- [EXERCISE]:
Which lines run from the one containing "Look at the photo above. For every instance of the blue" to the last line of the entries? Return them exactly, with nothing more.

- [RECORDED INFORMATION]:

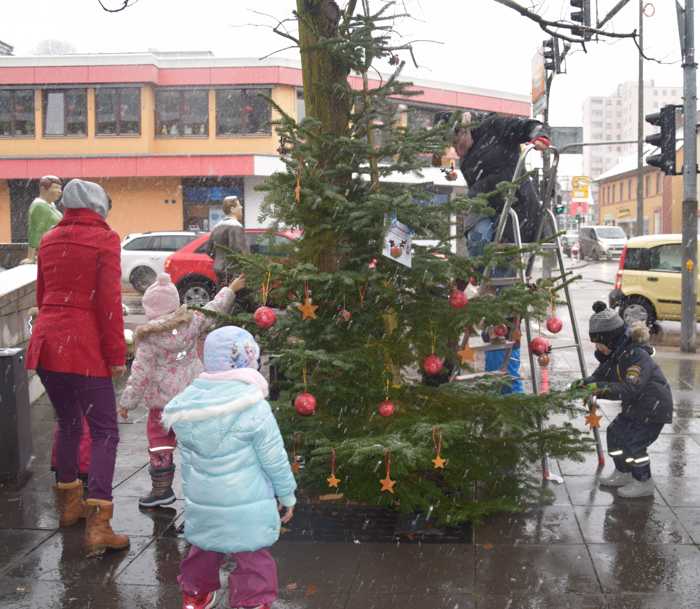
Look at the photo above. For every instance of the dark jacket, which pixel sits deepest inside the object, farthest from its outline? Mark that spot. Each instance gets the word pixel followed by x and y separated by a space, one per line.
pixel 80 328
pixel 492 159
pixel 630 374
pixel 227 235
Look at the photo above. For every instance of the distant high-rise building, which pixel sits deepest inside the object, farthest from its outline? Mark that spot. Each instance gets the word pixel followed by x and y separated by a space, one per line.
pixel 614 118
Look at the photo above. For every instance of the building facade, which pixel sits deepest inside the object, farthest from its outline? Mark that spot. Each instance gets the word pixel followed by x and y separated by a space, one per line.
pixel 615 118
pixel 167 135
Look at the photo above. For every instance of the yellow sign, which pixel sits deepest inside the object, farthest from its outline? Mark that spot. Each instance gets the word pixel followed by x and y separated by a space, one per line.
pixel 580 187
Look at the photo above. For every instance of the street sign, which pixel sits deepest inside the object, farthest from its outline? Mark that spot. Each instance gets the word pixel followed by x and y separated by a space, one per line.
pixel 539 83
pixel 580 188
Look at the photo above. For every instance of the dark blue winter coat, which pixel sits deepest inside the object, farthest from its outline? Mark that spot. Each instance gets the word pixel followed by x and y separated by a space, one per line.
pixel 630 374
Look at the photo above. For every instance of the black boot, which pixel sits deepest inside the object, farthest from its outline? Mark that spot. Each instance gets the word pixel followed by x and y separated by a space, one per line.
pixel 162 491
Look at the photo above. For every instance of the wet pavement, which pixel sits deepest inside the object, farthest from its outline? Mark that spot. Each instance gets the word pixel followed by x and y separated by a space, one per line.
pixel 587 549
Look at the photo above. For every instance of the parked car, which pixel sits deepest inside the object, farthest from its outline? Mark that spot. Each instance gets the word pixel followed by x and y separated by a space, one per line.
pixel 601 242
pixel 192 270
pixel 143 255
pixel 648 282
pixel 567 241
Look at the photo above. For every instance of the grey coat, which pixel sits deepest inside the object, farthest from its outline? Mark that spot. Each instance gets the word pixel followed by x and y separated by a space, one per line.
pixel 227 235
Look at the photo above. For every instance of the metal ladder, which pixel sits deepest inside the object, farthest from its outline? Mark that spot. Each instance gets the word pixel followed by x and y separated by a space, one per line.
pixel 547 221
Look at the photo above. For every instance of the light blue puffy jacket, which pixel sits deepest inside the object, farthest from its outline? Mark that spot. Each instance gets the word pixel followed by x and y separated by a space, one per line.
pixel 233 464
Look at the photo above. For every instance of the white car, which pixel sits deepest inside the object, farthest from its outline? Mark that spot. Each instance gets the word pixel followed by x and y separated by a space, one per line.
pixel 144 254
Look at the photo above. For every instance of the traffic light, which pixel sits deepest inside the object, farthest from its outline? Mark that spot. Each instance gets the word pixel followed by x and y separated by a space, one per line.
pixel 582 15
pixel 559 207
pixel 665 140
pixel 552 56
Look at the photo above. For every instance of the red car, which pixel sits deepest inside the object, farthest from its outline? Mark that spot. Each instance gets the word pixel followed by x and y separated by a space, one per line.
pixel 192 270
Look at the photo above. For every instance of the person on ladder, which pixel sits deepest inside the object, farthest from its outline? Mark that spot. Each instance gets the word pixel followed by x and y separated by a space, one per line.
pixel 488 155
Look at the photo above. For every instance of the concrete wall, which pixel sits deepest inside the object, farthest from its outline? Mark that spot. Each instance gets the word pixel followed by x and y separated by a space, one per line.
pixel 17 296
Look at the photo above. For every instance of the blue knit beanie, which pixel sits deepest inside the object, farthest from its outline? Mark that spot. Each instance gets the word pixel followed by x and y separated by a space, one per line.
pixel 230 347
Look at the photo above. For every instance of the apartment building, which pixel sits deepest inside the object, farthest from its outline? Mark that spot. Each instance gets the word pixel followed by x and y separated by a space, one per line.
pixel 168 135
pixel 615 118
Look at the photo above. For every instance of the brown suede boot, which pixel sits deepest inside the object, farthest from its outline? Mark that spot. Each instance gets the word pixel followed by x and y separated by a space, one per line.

- [SOLUTION FOR THIS PROBLEM]:
Look at the photo above. For every instance of the blue knit beanie, which pixel sits deepest inside the object, farthest from its outline? Mark that spot. Each instance gets the word pixel followed by x and y separated by a space, one per line.
pixel 230 347
Look at the photo above. For every instance of the apartment building, which pixel sits deepest inside the object, farthest from its outline? Mark that spot. Each instance gets the word pixel followed by x and y separated by a space, one per line.
pixel 168 135
pixel 615 118
Look at the photo above. For every instance of the brown suede boot, which pixel sits deepest inside the object, farthest from its outline? Mark that spot. Each instance gets the word pixel followed by x and y separated by a space, one per line.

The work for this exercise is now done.